Text section:
···

Recognising Faces and Autism/Asperger's

Hi

Firstly, I could've sworn I had an account on here and that I posted once before. I had to set up a new account though.

One thing I still question myself about constantly, though my old GP just figured it was because of how... I can't think of the right word... basically how my mind/brain works with over analysing things etc., is whether or not I was mis-diagnosed with autism/Asperger's. I just feel the diagnosis process was a bit too brief. I'd definitely say I have Asperger's if I put myself into any category. I definitely feel there are differences between autistic and Asperger's, whereas now it's all combined together as autism. My brother is much more autistic in comparison and struggles to recognise faces sometimes. He would still fit under the high-functioning category though. In my case, it's more social difficulties, anxieties, and having highly focused hobbies/passions.

One thing I've read is that it's pretty common for autistic people to struggle at recognising and processing faces, but if anything, it tends to be the opposite for me - I'm actually quite good at recognising faces. Not so much at remembering names, if it's someone new I've met, but in terms of actors etc. I tend to recognise a familiar actor pretty quickly. It's definitely a useful thing as I'm at university doing Game Art and specialise in making characters, which requires a LOT of observation and nuances for facial features etc.

···

Supplied data:
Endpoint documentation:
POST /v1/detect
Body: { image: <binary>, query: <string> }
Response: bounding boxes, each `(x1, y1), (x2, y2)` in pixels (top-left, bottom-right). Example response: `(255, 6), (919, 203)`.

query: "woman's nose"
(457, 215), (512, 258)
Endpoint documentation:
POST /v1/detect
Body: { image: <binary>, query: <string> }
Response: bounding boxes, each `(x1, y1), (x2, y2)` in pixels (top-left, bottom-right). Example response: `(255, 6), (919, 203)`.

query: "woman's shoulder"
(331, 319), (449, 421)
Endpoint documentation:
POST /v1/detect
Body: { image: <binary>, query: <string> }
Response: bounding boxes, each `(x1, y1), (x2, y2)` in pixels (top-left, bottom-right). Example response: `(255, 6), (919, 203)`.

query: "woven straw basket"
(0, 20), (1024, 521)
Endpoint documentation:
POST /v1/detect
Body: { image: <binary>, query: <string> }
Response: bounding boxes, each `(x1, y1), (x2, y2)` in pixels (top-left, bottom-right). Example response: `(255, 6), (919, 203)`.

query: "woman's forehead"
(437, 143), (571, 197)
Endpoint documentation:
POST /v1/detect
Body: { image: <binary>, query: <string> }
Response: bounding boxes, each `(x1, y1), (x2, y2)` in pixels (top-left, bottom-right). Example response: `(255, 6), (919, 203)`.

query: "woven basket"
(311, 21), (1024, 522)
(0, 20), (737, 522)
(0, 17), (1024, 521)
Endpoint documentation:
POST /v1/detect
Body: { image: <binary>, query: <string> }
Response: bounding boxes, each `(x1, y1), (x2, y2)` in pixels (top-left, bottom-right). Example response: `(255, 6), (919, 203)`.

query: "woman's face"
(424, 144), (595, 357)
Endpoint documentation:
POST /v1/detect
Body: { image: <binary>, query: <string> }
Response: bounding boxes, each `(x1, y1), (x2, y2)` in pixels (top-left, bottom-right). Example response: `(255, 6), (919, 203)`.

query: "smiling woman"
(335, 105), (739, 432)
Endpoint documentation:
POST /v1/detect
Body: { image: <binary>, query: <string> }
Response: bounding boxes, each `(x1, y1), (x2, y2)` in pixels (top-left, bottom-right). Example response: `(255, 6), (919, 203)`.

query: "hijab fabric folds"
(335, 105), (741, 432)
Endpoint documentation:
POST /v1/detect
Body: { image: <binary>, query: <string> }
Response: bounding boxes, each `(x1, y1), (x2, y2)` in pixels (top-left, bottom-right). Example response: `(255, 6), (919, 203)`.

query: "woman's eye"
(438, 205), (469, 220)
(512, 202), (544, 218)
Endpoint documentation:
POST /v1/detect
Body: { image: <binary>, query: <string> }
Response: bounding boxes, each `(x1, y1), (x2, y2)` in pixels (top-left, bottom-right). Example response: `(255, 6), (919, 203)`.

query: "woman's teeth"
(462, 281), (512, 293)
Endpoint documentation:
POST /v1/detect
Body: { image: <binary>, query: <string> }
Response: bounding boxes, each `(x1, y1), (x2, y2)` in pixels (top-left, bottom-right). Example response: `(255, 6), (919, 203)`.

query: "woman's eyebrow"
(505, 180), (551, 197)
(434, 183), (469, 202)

···

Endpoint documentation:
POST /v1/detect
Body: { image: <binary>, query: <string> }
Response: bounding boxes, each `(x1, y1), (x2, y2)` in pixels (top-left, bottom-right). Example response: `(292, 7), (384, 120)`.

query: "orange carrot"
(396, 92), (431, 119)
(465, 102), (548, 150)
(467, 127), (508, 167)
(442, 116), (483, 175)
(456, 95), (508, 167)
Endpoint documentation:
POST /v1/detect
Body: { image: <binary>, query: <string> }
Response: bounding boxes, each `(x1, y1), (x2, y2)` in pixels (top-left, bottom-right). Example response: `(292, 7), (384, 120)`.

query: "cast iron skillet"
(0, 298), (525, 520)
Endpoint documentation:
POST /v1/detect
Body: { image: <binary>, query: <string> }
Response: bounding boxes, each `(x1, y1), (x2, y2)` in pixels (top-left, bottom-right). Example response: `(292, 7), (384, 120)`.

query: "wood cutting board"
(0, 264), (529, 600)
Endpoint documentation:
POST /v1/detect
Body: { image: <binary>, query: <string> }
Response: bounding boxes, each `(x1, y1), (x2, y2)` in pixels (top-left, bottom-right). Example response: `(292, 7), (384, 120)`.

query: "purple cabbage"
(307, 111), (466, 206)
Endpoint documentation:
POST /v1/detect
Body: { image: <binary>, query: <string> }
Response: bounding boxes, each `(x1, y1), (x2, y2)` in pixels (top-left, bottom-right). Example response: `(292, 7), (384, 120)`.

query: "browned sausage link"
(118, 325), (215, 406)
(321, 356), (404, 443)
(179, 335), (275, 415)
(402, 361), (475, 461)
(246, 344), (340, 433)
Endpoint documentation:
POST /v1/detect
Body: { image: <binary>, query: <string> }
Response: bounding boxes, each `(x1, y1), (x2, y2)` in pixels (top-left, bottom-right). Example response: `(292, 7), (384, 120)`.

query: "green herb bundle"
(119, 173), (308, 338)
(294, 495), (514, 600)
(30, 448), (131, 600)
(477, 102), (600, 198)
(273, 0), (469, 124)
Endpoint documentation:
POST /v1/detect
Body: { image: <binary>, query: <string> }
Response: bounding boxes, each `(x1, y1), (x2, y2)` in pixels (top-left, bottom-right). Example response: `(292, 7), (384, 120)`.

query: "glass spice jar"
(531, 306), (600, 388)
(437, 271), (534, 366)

···

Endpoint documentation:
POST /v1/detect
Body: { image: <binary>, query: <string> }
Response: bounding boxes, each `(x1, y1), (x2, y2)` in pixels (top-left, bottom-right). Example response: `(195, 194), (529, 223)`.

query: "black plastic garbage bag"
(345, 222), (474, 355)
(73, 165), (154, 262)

···

Action item:
In the forum post about recognizing faces and autism, what does the writer study at university, and what is their specialty?

Final answer:
Game Art, specializing in making characters.